::: PASSAGE CITÉ

R.
Haïm Soloveichik (1853-1918)
Le
Rav de Brisk[1]
« Le chemin des justes est comme la lumière de l’aurore, il va en
augmentant jusqu’en plein jour. »
(Proverbes 4, 18)
« Mon père, paix à son
âme, m'a raconté qu'il lui confia un jour: “Moshé, ne crois surtout pas que je sois un homme bon. Par nature, je suis plutôt mauvais. La bonté est à conquérir. Il faut se faire violence pour l'acquérir. J'ai dû travailler très
dur pour extirper de mon cœur toute trace de cruauté.” »
R.J.D. Soloveichik

Ce n’est pas tant dans la quantité du savoir
qu’il faut chercher le génie de ce Maître d’Israël mais dans sa subtilité
intellectuelle hors du commun, et dans sa finesse d’analyse telle qu’il
n’existe quasiment pas équivalence dans le monde de la Torah. Non que l’univers
du judaïsme ne compte pas quantités de sages qui ont marqué la pensée juive,
par la profondeur de leurs enseignements, mais juste qu’ici nous avons affaire
à une méthode d’approche entièrement novatrice et pour le coup révolutionnaire.
Un de mes maîtres, Moshé Grosberg[2], m’a dit
un jour, que du fait de la concision et la précision des écrits du Rav de
Brisk, il est impossible de résumer sa pensée, aucune adaptation ne saurait en
effet restituer la quintessence de son propos. Résumer c’est déjà trahir.
À l’instar d’un Maïmonide qui a définitivement
marqué la pensée juive, R. Haïm a catégoriquement changé la manière de
concevoir la pensée Rabbinique. Ce n’est pas pour rien qu’il a tant influencé
le monde des yéchivot[3], et pas
uniquement celle de Brisk ou lithuanienne, les écoles hassidiques, et même
séfarades aussi, ont été marqué par son emprunte.

::::::
::: DONNÉES EXTRAITES

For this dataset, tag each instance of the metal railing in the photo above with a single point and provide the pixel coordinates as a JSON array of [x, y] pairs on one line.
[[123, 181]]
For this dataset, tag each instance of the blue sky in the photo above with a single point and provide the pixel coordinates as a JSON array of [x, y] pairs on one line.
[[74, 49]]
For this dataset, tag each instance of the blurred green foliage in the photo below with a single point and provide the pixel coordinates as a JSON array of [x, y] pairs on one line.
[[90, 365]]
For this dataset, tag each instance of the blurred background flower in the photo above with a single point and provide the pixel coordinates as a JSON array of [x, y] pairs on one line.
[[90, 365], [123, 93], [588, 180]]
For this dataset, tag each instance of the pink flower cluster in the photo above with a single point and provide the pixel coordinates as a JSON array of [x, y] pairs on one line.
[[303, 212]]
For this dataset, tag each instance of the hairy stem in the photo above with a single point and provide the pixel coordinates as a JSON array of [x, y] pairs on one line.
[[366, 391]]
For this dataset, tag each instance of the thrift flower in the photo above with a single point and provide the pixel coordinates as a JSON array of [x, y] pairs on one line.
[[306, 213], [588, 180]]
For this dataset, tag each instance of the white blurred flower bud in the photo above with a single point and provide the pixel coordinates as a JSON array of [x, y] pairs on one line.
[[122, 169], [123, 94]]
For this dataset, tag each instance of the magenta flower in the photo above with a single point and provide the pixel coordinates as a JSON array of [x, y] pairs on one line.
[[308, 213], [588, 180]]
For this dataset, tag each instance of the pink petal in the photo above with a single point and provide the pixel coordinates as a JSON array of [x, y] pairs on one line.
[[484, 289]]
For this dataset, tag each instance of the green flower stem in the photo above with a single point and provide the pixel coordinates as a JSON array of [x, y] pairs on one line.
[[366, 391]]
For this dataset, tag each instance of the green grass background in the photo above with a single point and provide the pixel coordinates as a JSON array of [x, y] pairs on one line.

::::::

» ÉNONCÉ DU PROBLÈME
D'après le passage sur le Rav de Brisk, indiquez, s'il vous plaît, pourquoi Moshé Grosberg jugeait impossible de résumer sa pensée. Les lignes ne servent pas pour répondre.

» RÉPONSE COMPLÈTE
En raison de la concision et de la précision des écrits du Rav de Brisk.